** Start Records shown **

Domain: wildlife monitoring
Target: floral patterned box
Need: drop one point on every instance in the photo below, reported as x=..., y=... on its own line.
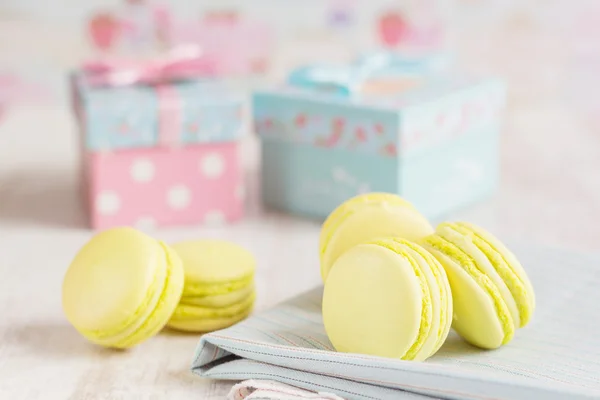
x=433, y=141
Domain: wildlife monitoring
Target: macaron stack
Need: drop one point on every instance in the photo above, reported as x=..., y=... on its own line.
x=219, y=285
x=123, y=287
x=394, y=285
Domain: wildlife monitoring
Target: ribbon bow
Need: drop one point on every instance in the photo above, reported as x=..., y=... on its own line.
x=180, y=63
x=376, y=73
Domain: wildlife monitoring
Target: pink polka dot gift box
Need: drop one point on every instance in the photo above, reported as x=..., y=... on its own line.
x=159, y=143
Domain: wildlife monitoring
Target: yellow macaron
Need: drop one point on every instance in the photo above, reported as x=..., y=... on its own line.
x=122, y=287
x=365, y=217
x=390, y=298
x=219, y=285
x=492, y=293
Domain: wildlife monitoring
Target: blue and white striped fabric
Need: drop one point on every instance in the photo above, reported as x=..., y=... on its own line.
x=556, y=357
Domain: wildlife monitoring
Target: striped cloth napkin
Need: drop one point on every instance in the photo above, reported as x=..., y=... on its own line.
x=556, y=357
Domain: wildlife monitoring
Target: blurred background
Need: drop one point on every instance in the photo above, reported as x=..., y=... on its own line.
x=548, y=51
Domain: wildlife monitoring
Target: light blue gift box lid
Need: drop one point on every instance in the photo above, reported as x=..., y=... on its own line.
x=127, y=117
x=433, y=141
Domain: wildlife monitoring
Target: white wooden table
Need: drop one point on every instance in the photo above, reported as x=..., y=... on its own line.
x=550, y=193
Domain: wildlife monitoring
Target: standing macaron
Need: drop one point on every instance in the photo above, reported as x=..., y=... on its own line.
x=366, y=217
x=219, y=285
x=122, y=287
x=389, y=298
x=492, y=293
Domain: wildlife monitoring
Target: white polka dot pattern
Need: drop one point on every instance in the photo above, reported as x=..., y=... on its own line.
x=212, y=165
x=108, y=203
x=142, y=170
x=179, y=197
x=146, y=223
x=240, y=192
x=214, y=217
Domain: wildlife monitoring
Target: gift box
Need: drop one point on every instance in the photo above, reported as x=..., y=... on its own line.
x=331, y=133
x=158, y=148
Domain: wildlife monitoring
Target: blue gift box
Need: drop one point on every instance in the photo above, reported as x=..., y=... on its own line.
x=325, y=137
x=135, y=116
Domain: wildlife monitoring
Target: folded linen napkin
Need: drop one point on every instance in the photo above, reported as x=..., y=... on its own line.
x=271, y=390
x=556, y=357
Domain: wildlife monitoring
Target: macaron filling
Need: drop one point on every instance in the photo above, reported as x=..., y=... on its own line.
x=167, y=301
x=467, y=263
x=216, y=288
x=512, y=280
x=184, y=311
x=445, y=314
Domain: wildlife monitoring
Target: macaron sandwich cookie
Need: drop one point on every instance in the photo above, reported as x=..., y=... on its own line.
x=492, y=293
x=219, y=285
x=365, y=217
x=387, y=297
x=122, y=287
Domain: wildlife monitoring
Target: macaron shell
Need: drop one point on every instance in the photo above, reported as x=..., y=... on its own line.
x=372, y=303
x=370, y=222
x=219, y=301
x=426, y=282
x=341, y=212
x=167, y=304
x=113, y=281
x=475, y=314
x=465, y=243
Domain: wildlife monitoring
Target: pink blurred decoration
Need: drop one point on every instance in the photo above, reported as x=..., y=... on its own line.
x=240, y=46
x=104, y=30
x=14, y=90
x=419, y=27
x=180, y=63
x=135, y=24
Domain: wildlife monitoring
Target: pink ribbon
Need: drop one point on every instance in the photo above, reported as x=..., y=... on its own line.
x=181, y=63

** End Records shown **

| Exercise requirements |
Reproduce all of the records above word for word, leaving the pictures out of your copy.

| Solution to this exercise |
Domain: wildlife monitoring
Target: floral patterned box
Need: drop one point on every instance in the photo below, reported as x=..., y=... on its own line.
x=433, y=141
Domain: wildlife monitoring
Target: macaron stack
Need: drop one point on every instance in the photo above, reported as x=..., y=... on its own line.
x=219, y=285
x=123, y=287
x=394, y=285
Domain: wildlife monitoring
Target: ribbon bow
Need: drop one point on every instance in the photo above, reported as x=..., y=... on its own line.
x=180, y=63
x=376, y=73
Domain: wildlife monitoring
Target: pink polka dot gift box
Need: drop one point on every instance in the photo above, reported as x=..., y=... on its own line.
x=159, y=143
Domain: wildlife monitoring
Target: yellow macaron
Need: drop one point on every instance in the photo above, reported as x=..., y=... on its own line.
x=122, y=287
x=365, y=217
x=390, y=298
x=219, y=285
x=492, y=293
Domain: wildlife monitoring
Target: blue and white striped fabric
Need: drop one point on every instance in the photo above, reported as x=..., y=... on its own line.
x=556, y=357
Domain: wildlife monitoring
Target: striped cloth napkin
Need: drop one point on every instance in the photo above, reported as x=..., y=... on its own line.
x=556, y=357
Domain: wildlife monitoring
Target: blurred background
Need: drop one point on every instance in the photo above, reported as x=..., y=... on its own line.
x=548, y=51
Domain: wildlife monitoring
Target: light blue gift box lid
Need: drop one point on every instance in the photo above, reported as x=..., y=... on its own line.
x=127, y=117
x=433, y=141
Domain: wildlife monitoring
Target: white wooden table
Need: drop one point on every instance in the photo above, reported as x=..., y=... on its own line.
x=550, y=193
Domain: wildlife monitoring
Target: standing macaron
Need: drop one point on every instance in the photo above, reported as x=..., y=... on its own line.
x=366, y=217
x=219, y=285
x=122, y=287
x=389, y=298
x=492, y=293
Domain: wildlife monitoring
Target: white polka dot pattern
Need: drop one point on every instance in the photo above, reported as x=..., y=... on its own line.
x=212, y=165
x=108, y=203
x=142, y=170
x=179, y=197
x=146, y=223
x=240, y=192
x=214, y=217
Domain: wildlife monitoring
Target: gift box
Need: drop one point on every instance in the photo above, reported as x=..., y=... on its own line.
x=331, y=133
x=158, y=148
Domain: wildlife monitoring
Target: blue gift box
Need: drop one point on every instance in the photo above, reported as x=..., y=... on its own line.
x=325, y=137
x=135, y=116
Domain: wildlife monitoring
Target: folded linen napkin
Need: drop one point on every instance in the photo above, reported as x=..., y=... on its own line.
x=271, y=390
x=556, y=357
Domain: wildlife monitoring
Target: macaron filling
Need: drop one point on every instance in the photo above, reported as x=..., y=... on its own line.
x=167, y=301
x=467, y=263
x=216, y=288
x=512, y=280
x=184, y=311
x=445, y=314
Domain: wildlife monitoring
Target: macaron sandwich cookie
Need: drop one point on every instance in the photo above, reported as x=..., y=... on its own line.
x=492, y=293
x=219, y=285
x=365, y=217
x=387, y=297
x=122, y=287
Domain: wildlife monitoring
Target: macaron shell
Need: drop one point on every instance in the photo above, reported as x=..., y=... on its own line.
x=372, y=303
x=370, y=222
x=219, y=301
x=426, y=282
x=341, y=212
x=167, y=304
x=113, y=281
x=475, y=314
x=465, y=243
Domain: wildlife monitoring
Target: pink blurred decoration
Need: drop one point on every instance in the photo above, reported as x=..., y=... on its own line.
x=240, y=46
x=104, y=30
x=14, y=90
x=419, y=27
x=180, y=63
x=135, y=24
Domain: wildlife monitoring
Target: pink ribbon
Need: drop one point on every instance in the photo above, reported as x=..., y=... on its own line.
x=181, y=63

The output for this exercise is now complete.